■ **Actions to take**:
1 – Name every person identified by name in the passage about flight attendant Levert Banks and his journal.
2 – Reproduce word for word the part of the passage about flight attendant Levert Banks and his journal that runs from "So he was writing" to "his tray table.".
3 – Extend the passage about flight attendant Levert Banks and his journal, starting after its final sentence.

■ **Source extract**:

Sometimes the arrangement of coincidence changes a life. Imagine this scene: the flight is in the air, carrying hundreds of souls. In first class, Count Basie, his band is flying coach behind him. He rings the call bell to summon the flight attendant.
The attendant assigned to him, and who was sitting in the galley, was a young man named Levert Banks. He was writing in his journal when the light came on and he was called to work. Banks had been a daily journaler since being inspired to capture his feelings after the Dallas Cowboys trounced the Broncos in the 1977 season Super Bowl about a decade earlier. It was an epic rivalry, where Roger Staubach demolished former teammate and rival Cowboys' quarterback Craig Morton.
Since then? Banks told me: "I write every day. I don't write well every day, but I write every day. A day doesn't go by when something just erupts."
So he was writing in the back of the plane — on long transcontinental or international flights there was always some downtime to journal — and the buzzer went off. He tucked his book away on a shelf and got up to attend to Basie.
Job handled, Basie sated, Banks was walking back down the aisle when he sees Basie's composer. He had sheet music out and he was composing, right there on the plane, right there on his tray table.
This abstract calligraphy that, for one who knew the method, could make music from marks on paper. What a wonder! "Still, to this day, I've never seen anything as beautiful as someone writing music," Banks said.
Continuing his way through the plane, Banks stopped to chat with another passenger on this flight: Attallah Shabazz, Malcolm X's eldest daughter. She was writing in Arabic, and Banks was taken with the elegance and beauty of the calligraphy. Just the form of the text was gorgeous, like the sheet music. But more than that, it had great meaning to her. "She told me that her father had spoken Arabic and this is the way that she feels connected to him."
"So there's a very personal thing that comes with being able to express what's in your musical head, or your heart of longing, and to do it in a way that a person passing by, like me, just sees it as beautiful and can't really know what it is but knows that it's special."
With those two encounters foremost in his head, Banks returns to the galley at the back of the plane to find his journal being read by his crew. They were reading his most personal thoughts, stories of encounters and people, feelings about his job and his life. It was like they suddenly gained the ability to look into his mind and read him.
"Privacy equals don't let anyone find it. You end up not really writing the way you genuinely feel when you've shielded yourself from incrimination, or whatever else.
"It always frustrated me that being able to write what I really felt, which is the whole point of journaling in my opinion, was restricted by this security issue. So I had spent a lot of effort not letting people find it. You do put it under lock and key, hiding under your mattress."
Diaries have locks for a good reason, after all. Parents, or spouses, read other's journals for good reason, after all, however deceptive the practice — there is no faster way to learn the complex interior of someone else then if they are honest with the page, and you can access it. You either find a way to hide or lock your words up — or, perhaps, you think of a more novel way to disguise your writing.

■ **Data**:
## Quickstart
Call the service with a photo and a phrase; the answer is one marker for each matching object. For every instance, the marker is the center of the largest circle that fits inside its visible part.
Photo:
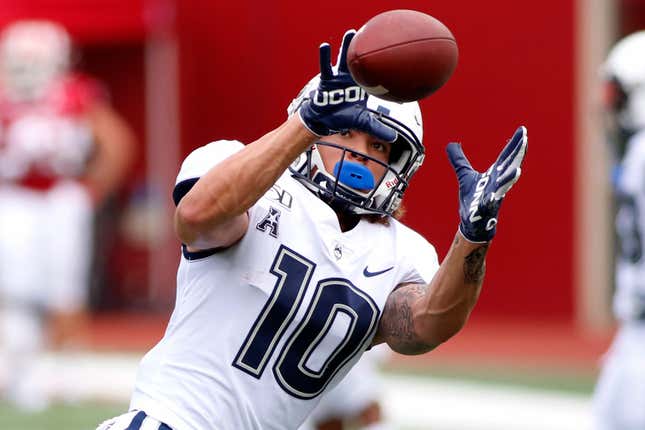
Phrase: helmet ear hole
(398, 147)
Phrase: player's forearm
(232, 187)
(418, 317)
(452, 293)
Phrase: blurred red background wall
(241, 62)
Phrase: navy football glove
(339, 104)
(481, 194)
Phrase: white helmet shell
(626, 64)
(386, 196)
(33, 54)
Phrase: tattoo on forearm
(397, 322)
(475, 265)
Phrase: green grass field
(84, 416)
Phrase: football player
(619, 397)
(62, 150)
(356, 401)
(293, 263)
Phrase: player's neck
(347, 221)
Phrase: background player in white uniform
(62, 150)
(620, 392)
(292, 264)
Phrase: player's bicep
(397, 326)
(198, 235)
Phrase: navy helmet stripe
(136, 422)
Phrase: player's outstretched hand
(339, 104)
(481, 194)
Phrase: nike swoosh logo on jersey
(369, 274)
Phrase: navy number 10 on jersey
(332, 298)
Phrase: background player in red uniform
(63, 150)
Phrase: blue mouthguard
(354, 175)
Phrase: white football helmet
(32, 55)
(625, 69)
(383, 195)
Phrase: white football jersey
(262, 328)
(629, 300)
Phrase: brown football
(402, 55)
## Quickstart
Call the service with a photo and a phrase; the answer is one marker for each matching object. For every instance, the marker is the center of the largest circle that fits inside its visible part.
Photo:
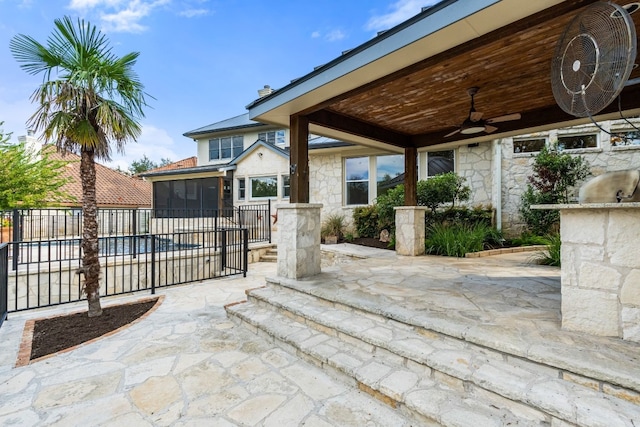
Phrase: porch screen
(185, 197)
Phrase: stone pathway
(185, 365)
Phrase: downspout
(497, 181)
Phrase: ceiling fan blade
(474, 116)
(452, 133)
(505, 118)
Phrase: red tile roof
(113, 188)
(190, 162)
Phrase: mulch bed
(59, 333)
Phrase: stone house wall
(516, 167)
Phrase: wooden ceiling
(417, 106)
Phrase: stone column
(410, 230)
(299, 240)
(601, 269)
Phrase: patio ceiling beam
(464, 49)
(353, 126)
(548, 117)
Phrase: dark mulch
(371, 242)
(59, 333)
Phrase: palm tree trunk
(90, 260)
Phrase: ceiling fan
(476, 124)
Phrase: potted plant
(7, 230)
(332, 229)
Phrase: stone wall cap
(562, 206)
(300, 206)
(410, 208)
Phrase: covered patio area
(408, 89)
(450, 341)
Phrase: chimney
(265, 91)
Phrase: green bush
(333, 225)
(554, 175)
(539, 222)
(442, 189)
(528, 239)
(365, 220)
(434, 192)
(462, 215)
(551, 255)
(458, 240)
(385, 204)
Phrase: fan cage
(593, 59)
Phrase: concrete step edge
(368, 378)
(617, 381)
(470, 363)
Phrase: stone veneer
(410, 230)
(601, 268)
(299, 240)
(517, 167)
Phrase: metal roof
(234, 123)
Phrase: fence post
(4, 282)
(245, 250)
(16, 237)
(153, 264)
(134, 235)
(269, 220)
(223, 250)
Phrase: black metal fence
(140, 250)
(133, 264)
(52, 235)
(4, 281)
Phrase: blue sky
(202, 60)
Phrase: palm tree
(89, 97)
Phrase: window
(241, 189)
(263, 187)
(528, 145)
(357, 180)
(389, 172)
(286, 186)
(226, 147)
(272, 137)
(625, 138)
(572, 142)
(439, 162)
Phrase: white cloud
(154, 142)
(190, 13)
(90, 4)
(400, 12)
(335, 35)
(119, 15)
(330, 35)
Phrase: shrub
(539, 222)
(333, 226)
(434, 192)
(385, 204)
(458, 240)
(462, 215)
(554, 175)
(442, 189)
(528, 239)
(365, 220)
(551, 255)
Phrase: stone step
(271, 255)
(411, 390)
(611, 365)
(417, 370)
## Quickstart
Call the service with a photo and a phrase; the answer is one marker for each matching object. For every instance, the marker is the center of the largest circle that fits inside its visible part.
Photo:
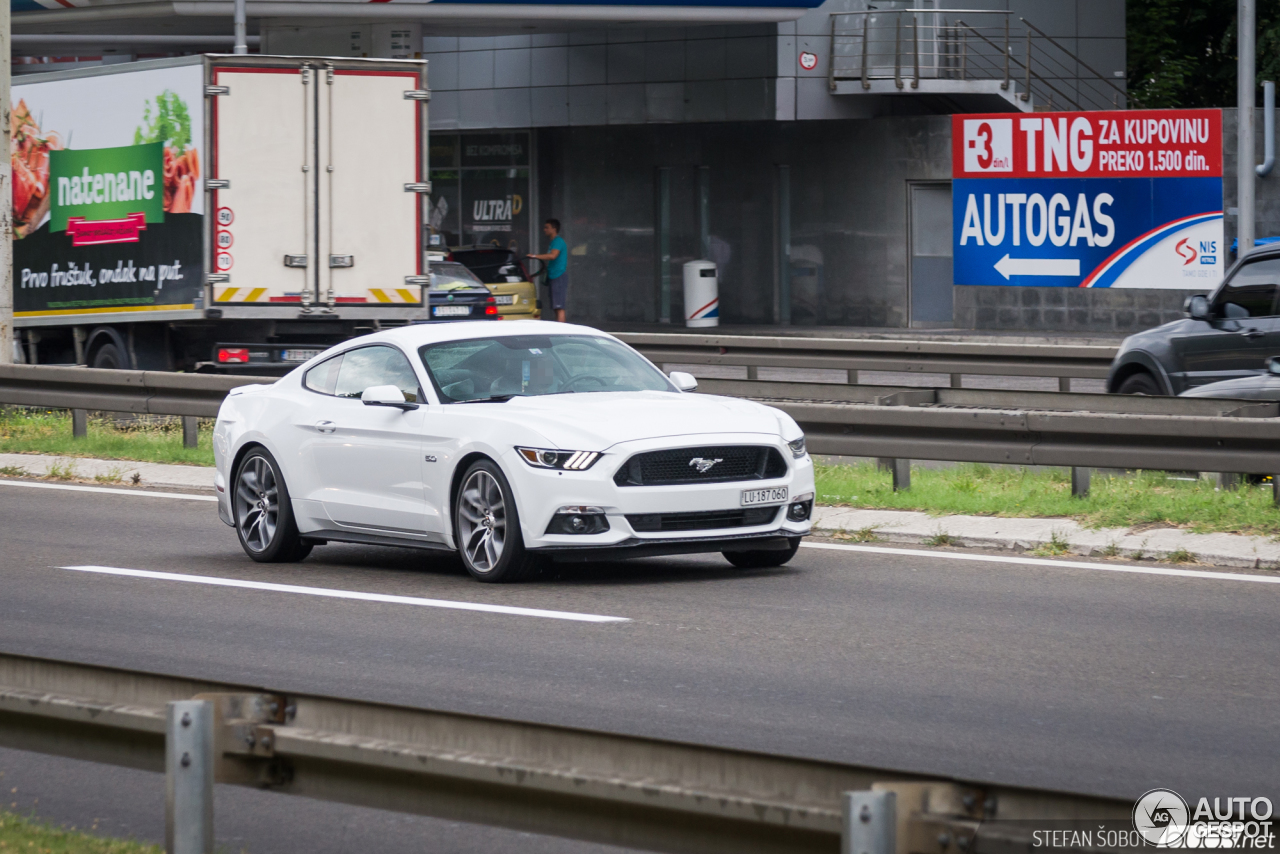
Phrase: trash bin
(702, 295)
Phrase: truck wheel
(1141, 383)
(109, 356)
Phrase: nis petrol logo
(1206, 254)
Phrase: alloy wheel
(257, 505)
(481, 521)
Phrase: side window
(324, 377)
(375, 366)
(1252, 291)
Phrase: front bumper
(540, 492)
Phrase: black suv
(1228, 334)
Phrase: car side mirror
(385, 396)
(1196, 307)
(684, 382)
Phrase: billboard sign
(108, 197)
(1127, 199)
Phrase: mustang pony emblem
(703, 464)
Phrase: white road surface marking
(109, 491)
(1060, 565)
(347, 594)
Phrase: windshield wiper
(492, 398)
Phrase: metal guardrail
(996, 359)
(599, 786)
(118, 391)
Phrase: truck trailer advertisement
(1098, 200)
(108, 193)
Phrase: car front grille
(702, 521)
(722, 464)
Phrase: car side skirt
(327, 535)
(636, 547)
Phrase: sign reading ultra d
(100, 191)
(1129, 199)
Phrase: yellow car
(506, 277)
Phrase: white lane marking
(1070, 565)
(347, 594)
(108, 491)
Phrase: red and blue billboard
(1127, 199)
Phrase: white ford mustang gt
(511, 444)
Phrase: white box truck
(216, 213)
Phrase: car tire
(109, 357)
(487, 528)
(263, 511)
(763, 560)
(1139, 383)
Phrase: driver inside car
(533, 374)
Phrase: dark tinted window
(451, 277)
(375, 366)
(1252, 291)
(529, 365)
(324, 377)
(493, 266)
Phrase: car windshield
(451, 277)
(479, 369)
(494, 266)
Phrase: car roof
(430, 333)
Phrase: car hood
(598, 420)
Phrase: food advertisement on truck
(1127, 199)
(108, 195)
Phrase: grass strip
(1137, 498)
(32, 836)
(149, 438)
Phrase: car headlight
(565, 460)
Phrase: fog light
(579, 520)
(800, 508)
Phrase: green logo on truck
(95, 185)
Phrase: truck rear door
(371, 153)
(264, 167)
(320, 165)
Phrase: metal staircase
(963, 60)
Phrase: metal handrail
(949, 54)
(1087, 67)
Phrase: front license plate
(300, 355)
(776, 496)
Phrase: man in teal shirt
(557, 266)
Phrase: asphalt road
(1073, 679)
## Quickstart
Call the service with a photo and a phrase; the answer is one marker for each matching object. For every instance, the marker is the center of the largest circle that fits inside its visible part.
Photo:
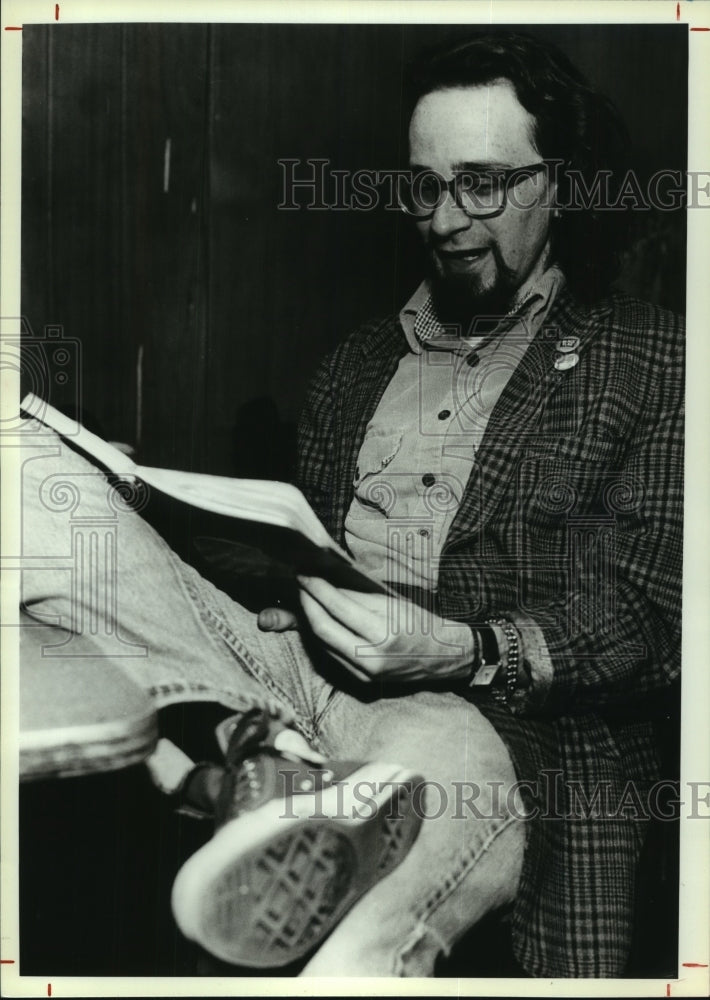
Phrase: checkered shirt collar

■ **Task-by-task answers**:
1 – Count Basie, Levert Banks, Roger Staubach, Craig Morton, Attallah Shabazz, Malcolm X

2 –
So he was writing in the back of the plane — on long transcontinental or international flights there was always some downtime to journal — and the buzzer went off. He tucked his book away on a shelf and got up to attend to Basie.
Job handled, Basie sated, Banks was walking back down the aisle when he sees Basie's composer. He had sheet music out and he was composing, right there on the plane, right there on his tray table.

3 –
Because you have to choose: be transparent in the journal and risk being found, or hide yourself from yourself for fear of being found. Banks knew which he would choose:
"The point [of journaling] is that it opens a space in a person as a writer that is so personal. It informs my external world. I seek out relationships where I can have honesty, like can we really just talk here, you and I? I don't know that very many people get to experience that."
So Banks made the choice to start writing in a way that could obscure his words. If Shabazz could do it through Arabic, and Basie's composer could do it through music, maybe Banks could to it, as well. Maybe he could develop a system.
Starting that day, Banks began writing in code.
"It began as a one-to-one connection between random symbols and letters of the alphabet, and then, eventually, I saw vowel groupings, common consonant groupings, articles of speech, conjunctions, prefixes and so forth represented by single unified symbols.
"I wrote all the letters of the alphabet and I erased portions of it. I had to come back and make some refinements because of the physical structure of the way letters are written. I had to make some modifications and different treatments to make sure every character was unique.
"You're going to get tired of writing '-th', or '-ing', or 'the'. Pretty quickly it starts morphing, and a different kind of elegant form comes through. You're like 'okay, maybe I could improve that design a little bit.'
"Now you're back in second grade and it transitions to what is a 't'? What is an 'h'? What is an 'a'? I'm just putting it down because I have an idea. It happens really fast.
"And then when you get to the layer of obfuscation. I tested it with people who said, 'Okay, well, that was something, and this looks like a whatever and that looks like the word blank.
"I go back, machine it a little more and I'm like, “Thank you for that.” I never came back to that same person. I always went to the next person, and over time that's the obfuscation.
"Then, how did I treat double letters? How do I treat numbers? What am I gonna do about punctuation and contractions? Well, I've gotten rid of 99% of all punctuation, you'll never see a question mark."
"Then it said it's finished; like art work, there's a point where the canvas pushes back at the brush and says, 'I'm good.'"
Since that day in 1988, Banks has been writing in, and over the years developing, his created language. He calls it Colan (Koh-lahn), an abbreviation of "coded language". He's taught his grown sons to read it, so that they can have access to his life when he's gone. "Well, I mean, one of my favorite movies of all time is probably Bridges of Madison County," he says.
He's also been going through the thirty years of Colan journals, and the ten that came before that in plain English, and has been working on a memoir.
I asked if he's taught anybody besides his sons to write in his language, and he tells me, no, but he's taught two people how to create their own. I say that my problem with the codes and ciphers I played with as a kid was that I could never remember them.
"Yes, but if you created it, I think, it would have worked. If you have to learn Colan, it might be difficult because you have to learn my rationale or my justification for this or that. But if I taught you how to do it yourself...?"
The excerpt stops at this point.